INVOERMATERIAAL –

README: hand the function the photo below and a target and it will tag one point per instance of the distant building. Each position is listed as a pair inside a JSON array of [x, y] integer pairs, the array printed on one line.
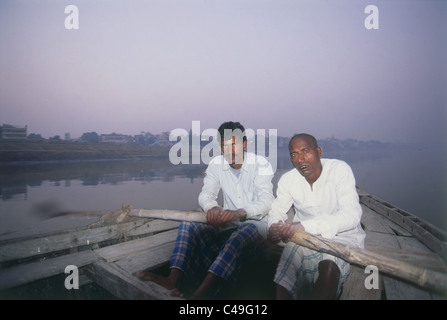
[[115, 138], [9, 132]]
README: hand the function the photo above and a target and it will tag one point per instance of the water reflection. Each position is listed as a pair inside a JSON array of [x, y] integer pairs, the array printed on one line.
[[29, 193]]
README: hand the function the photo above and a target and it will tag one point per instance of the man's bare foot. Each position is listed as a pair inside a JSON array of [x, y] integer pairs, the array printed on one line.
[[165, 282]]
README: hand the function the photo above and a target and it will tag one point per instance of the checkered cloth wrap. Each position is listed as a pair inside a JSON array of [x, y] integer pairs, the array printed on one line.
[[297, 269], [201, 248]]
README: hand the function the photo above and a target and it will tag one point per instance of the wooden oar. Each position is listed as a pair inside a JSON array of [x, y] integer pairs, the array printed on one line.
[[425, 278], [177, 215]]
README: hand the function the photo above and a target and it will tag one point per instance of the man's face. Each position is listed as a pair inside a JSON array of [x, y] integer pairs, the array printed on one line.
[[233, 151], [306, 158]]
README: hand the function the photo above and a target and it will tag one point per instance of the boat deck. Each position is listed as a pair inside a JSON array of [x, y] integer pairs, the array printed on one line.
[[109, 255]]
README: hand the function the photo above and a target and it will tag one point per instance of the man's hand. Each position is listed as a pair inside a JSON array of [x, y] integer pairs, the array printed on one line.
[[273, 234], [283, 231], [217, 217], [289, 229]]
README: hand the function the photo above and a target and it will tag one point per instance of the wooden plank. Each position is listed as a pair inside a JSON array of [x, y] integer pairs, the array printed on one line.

DOEL OEFENING –
Zet de lijst hierboven om in een Markdown-tabel met de kolommen Nr en Regel, met één rij per niet-lege regel: het volgnummer en de tekst van die regel. Laat de afbeeldingen weg.

UITWERKING OPGAVE –
| Nr | Regel |
|---|---|
| 1 | README: hand the function the photo below and a target and it will tag one point per instance of the distant building. Each position is listed as a pair inside a JSON array of [x, y] integer pairs, the array printed on one line. |
| 2 | [[115, 138], [9, 132]] |
| 3 | README: hand the function the photo above and a target and it will tag one point per instance of the water reflection. Each position is listed as a pair inside a JSON array of [x, y] integer pairs, the array printed on one line. |
| 4 | [[29, 193]] |
| 5 | README: hand the function the photo above and a target and it will tag one point per instance of the man's bare foot. Each position is listed as a pair inside a JSON array of [x, y] integer pairs, the array printed on one line. |
| 6 | [[165, 282]] |
| 7 | README: hand the function the photo above and a target and it will tag one point per instance of the checkered cloth wrap. Each position is listed as a pair inside a JSON array of [x, y] integer pairs, the array printed on one line. |
| 8 | [[297, 269], [201, 248]] |
| 9 | README: hand the function the photo above and a target and it will tag one point per instance of the wooden oar. Each position is listed as a pair inside a JSON array of [x, y] integer pairs, the array printed on one line. |
| 10 | [[425, 278], [177, 215]] |
| 11 | README: hand the function the photo above and a target and it will tag one point per instance of the man's face. Each position is listed as a pair inside a JSON array of [x, y] integer pairs, the array printed on one line. |
| 12 | [[233, 151], [306, 158]] |
| 13 | README: hand the function the photo above and a target and it will tag one point per instance of the boat deck. Each position is listed as a pair inside a JSON array of [x, y] integer pairs, the array printed on one line. |
| 14 | [[109, 255]] |
| 15 | README: hand the function the photo above and a target and it will tag one point per instance of the man's hand. Each position is listed as a pair inside a JSON array of [x, y] integer pairs, the array printed on one line. |
| 16 | [[273, 234], [283, 231], [217, 217], [289, 229]] |
| 17 | README: hand the function the photo above and a target and it will tag one point per instance of the wooden plank. Each position is listed as a pair inside a JSON array of [x, y] integer pairs, the array printed on one line. |